◆ Extracted material ◆

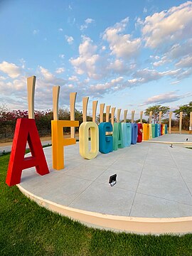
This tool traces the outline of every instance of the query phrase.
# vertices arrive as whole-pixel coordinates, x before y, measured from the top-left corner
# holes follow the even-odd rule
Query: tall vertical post
[[[103,122],[103,112],[104,112],[105,103],[100,104],[100,123]]]
[[[150,112],[149,112],[149,124],[151,124],[151,122],[152,122],[152,114],[153,114],[153,112],[150,111]]]
[[[112,107],[112,119],[111,119],[112,125],[114,124],[114,118],[115,110],[116,110],[116,107]]]
[[[180,112],[179,117],[179,133],[182,133],[182,117],[183,117],[183,112]]]
[[[34,119],[34,95],[36,77],[27,78],[27,92],[28,92],[28,114],[29,119]]]
[[[140,123],[142,124],[143,123],[143,111],[140,112]]]
[[[70,120],[75,121],[75,105],[77,92],[70,92]],[[70,137],[75,138],[75,127],[70,127]]]
[[[60,86],[53,87],[53,120],[58,120],[58,100]]]
[[[92,102],[92,122],[96,122],[96,112],[98,100],[94,100]]]
[[[106,106],[106,122],[110,122],[110,112],[111,106]]]
[[[192,131],[192,112],[190,112],[190,119],[189,119],[189,133],[191,134]]]
[[[134,123],[134,112],[135,112],[135,110],[132,111],[132,123]]]
[[[127,110],[124,110],[124,119],[123,119],[124,122],[126,122],[127,121],[127,111],[128,111]]]
[[[118,110],[117,110],[117,122],[120,122],[121,111],[122,111],[122,109],[118,109]]]
[[[171,133],[171,118],[172,118],[172,111],[169,112],[169,133]]]
[[[159,123],[161,124],[161,115],[162,115],[162,111],[159,112]]]
[[[87,122],[87,110],[89,97],[83,97],[82,98],[82,122]]]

◆ Given request ◆
Please give the rows above as a JSON list of strings, one string per line, with blank lines and the picture left out.

◆ Task solution ◆
[
  "This tool traces the outline of every instance of the query phrase.",
  "# vertices arrive as whole-pixel coordinates, x before y, measured from the top-left corner",
  "# holes follow the even-odd rule",
  "Query: tall vertical post",
  "[[[103,122],[103,112],[104,112],[105,103],[100,104],[100,123]]]",
  "[[[150,112],[149,112],[149,124],[151,124],[151,122],[152,122],[152,114],[153,114],[153,112],[150,111]]]",
  "[[[112,107],[112,119],[111,119],[112,125],[114,124],[114,118],[115,110],[116,110],[116,107]]]",
  "[[[180,112],[179,117],[179,133],[182,133],[182,117],[183,117],[183,112]]]",
  "[[[34,119],[34,95],[36,77],[27,78],[27,92],[28,92],[28,114],[29,119]]]",
  "[[[140,123],[142,124],[143,123],[143,111],[140,112]]]",
  "[[[70,120],[75,121],[75,105],[77,92],[70,92]],[[70,137],[75,138],[75,127],[70,127]]]",
  "[[[60,86],[53,87],[53,120],[58,120],[58,100]]]",
  "[[[92,102],[92,122],[96,122],[96,112],[98,100],[94,100]]]",
  "[[[106,106],[106,122],[110,122],[110,112],[111,106]]]",
  "[[[192,131],[192,112],[190,112],[190,119],[189,119],[189,133],[191,134]]]",
  "[[[134,123],[134,112],[135,112],[135,110],[132,111],[132,123]]]",
  "[[[127,110],[124,110],[124,119],[123,119],[124,122],[126,122],[127,121],[127,111],[128,111]]]",
  "[[[118,110],[117,110],[117,122],[120,122],[121,111],[122,111],[122,109],[118,109]]]",
  "[[[171,133],[171,118],[172,118],[172,111],[169,112],[169,133]]]",
  "[[[159,123],[161,124],[161,115],[162,115],[162,111],[159,112]]]",
  "[[[87,122],[87,110],[89,97],[83,97],[82,98],[82,122]]]"
]